• _SOURCE DOCUMENT_:
▶
FIG. 5 is cross-sectional view of the underside of the container mount of FIGS. 1A and 1B, showing a portion of a wedge-shaped wall structure extending therefrom.

FIG. 6 is a side elevational view of the hose-end sprayer assembly of FIGS. 1A and 1B mounted to a container.

DETAILED DESCRIPTION

Turning now to FIGS. 1A and 1B, a hose-end sprayer assembly 10 according to the present invention includes a housing 11 having an elongate tubular portion 12 with an integral or otherwise connected container mount 13. The housing 11 defines a first liquid product inlet opening 14A (FIG. 2) in communication with a first dip tube 15A, and a second liquid product inlet opening 14B in communication with a second dip tube 15B. The dip tubes 15A, 15B are suspended from the container mount 13 by couplers 16A, 16B, respectively and extend into two separate liquid storage compartments 18, 19 of a bifurcated container 20 (FIG. 2).

An external member 21 is coupled to the forward end of the tubular portion 12 for free rotation in either direction (e.g., clockwise or counter-clockwise rotation) about the central axis of portion 12. The external member 21 functions as a selector grip and thus may be cup-shaped for easy manipulation by the user. An internally-threaded hose closure 22 is coupled to the opposite, rearward end of the tubular portion 12 for mounting the sprayer assembly 10 to the end of a garden hose (not shown) or the like, which provides a pressurized supply of a carrier fluid (e.g., water). The hose closure 22 preferably contains a hose washer 71 as well as an anti-siphon regulator 72, an anti-siphon valve 73 and an anti-siphon seal 74 that aids in prohibiting the siphoning of liquid product upstream from the container 20 into the main water supply provided by the attached garden hose.
◀
• _WHAT THE TASK REQUIRES_:
Write out the hose-end sprayer description word for word, from "FIG. 5 is cross-sectional" to "structure extending therefrom.".

• _DATASET CONTENT_:
▶
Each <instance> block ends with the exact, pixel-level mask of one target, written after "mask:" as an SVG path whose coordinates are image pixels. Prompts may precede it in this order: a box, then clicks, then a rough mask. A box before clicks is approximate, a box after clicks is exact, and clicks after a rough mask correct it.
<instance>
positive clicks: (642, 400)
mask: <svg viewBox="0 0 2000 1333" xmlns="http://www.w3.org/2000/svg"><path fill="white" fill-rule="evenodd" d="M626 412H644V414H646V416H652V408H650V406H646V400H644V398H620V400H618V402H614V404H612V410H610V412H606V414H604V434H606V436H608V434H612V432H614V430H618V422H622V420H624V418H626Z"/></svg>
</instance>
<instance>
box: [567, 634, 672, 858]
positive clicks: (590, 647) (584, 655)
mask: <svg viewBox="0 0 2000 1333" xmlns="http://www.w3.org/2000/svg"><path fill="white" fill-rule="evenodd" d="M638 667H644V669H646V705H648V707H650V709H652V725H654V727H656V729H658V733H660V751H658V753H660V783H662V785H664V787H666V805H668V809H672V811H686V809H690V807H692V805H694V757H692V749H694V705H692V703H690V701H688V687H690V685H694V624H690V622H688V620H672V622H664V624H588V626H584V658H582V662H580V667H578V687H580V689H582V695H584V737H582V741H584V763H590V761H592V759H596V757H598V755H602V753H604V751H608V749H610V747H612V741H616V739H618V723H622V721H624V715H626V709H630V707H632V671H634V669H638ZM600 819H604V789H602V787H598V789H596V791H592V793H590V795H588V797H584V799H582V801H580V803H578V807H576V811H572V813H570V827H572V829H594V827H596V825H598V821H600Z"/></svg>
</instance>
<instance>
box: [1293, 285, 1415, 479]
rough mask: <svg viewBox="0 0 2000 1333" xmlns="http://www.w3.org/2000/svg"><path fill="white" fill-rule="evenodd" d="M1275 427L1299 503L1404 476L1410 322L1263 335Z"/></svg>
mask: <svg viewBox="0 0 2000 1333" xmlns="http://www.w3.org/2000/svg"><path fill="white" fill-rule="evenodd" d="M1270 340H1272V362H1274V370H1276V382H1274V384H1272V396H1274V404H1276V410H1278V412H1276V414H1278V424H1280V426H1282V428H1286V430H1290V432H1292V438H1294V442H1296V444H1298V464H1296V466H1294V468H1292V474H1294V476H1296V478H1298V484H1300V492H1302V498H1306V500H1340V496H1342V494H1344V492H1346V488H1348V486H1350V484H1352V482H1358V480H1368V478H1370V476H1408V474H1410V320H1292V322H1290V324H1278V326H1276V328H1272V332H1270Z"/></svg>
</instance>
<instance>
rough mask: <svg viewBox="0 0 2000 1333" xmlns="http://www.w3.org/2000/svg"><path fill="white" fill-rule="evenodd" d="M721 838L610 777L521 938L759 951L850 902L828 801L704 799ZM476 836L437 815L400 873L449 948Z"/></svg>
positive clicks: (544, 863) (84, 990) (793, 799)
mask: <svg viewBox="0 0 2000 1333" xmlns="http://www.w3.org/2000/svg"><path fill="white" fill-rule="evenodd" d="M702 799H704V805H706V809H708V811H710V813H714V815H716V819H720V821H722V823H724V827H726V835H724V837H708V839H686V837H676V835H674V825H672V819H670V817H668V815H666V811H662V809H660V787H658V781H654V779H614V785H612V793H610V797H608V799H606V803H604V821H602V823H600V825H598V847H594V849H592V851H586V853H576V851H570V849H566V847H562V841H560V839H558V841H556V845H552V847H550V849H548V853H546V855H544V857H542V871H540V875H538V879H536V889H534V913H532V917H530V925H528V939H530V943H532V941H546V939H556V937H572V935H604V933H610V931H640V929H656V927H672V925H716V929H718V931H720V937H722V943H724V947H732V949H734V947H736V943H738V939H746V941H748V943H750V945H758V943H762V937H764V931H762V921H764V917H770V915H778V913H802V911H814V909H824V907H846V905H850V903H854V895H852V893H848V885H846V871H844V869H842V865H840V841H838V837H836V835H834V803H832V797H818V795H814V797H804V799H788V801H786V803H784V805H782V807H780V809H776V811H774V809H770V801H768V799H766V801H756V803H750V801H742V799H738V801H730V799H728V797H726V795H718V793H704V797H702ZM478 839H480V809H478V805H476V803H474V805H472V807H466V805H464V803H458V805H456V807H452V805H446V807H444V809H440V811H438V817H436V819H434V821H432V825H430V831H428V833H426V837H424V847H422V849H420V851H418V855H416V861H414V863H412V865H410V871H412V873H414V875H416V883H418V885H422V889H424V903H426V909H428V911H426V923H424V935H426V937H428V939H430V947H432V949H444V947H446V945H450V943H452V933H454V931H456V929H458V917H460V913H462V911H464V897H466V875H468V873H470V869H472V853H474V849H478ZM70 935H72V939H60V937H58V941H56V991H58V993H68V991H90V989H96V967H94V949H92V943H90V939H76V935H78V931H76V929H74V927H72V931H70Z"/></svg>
◀
• _RESPONSE_:
FIG. 5 is cross-sectional view of the underside of the container mount of FIGS. 1A and 1B, showing a portion of a wedge-shaped wall structure extending therefrom.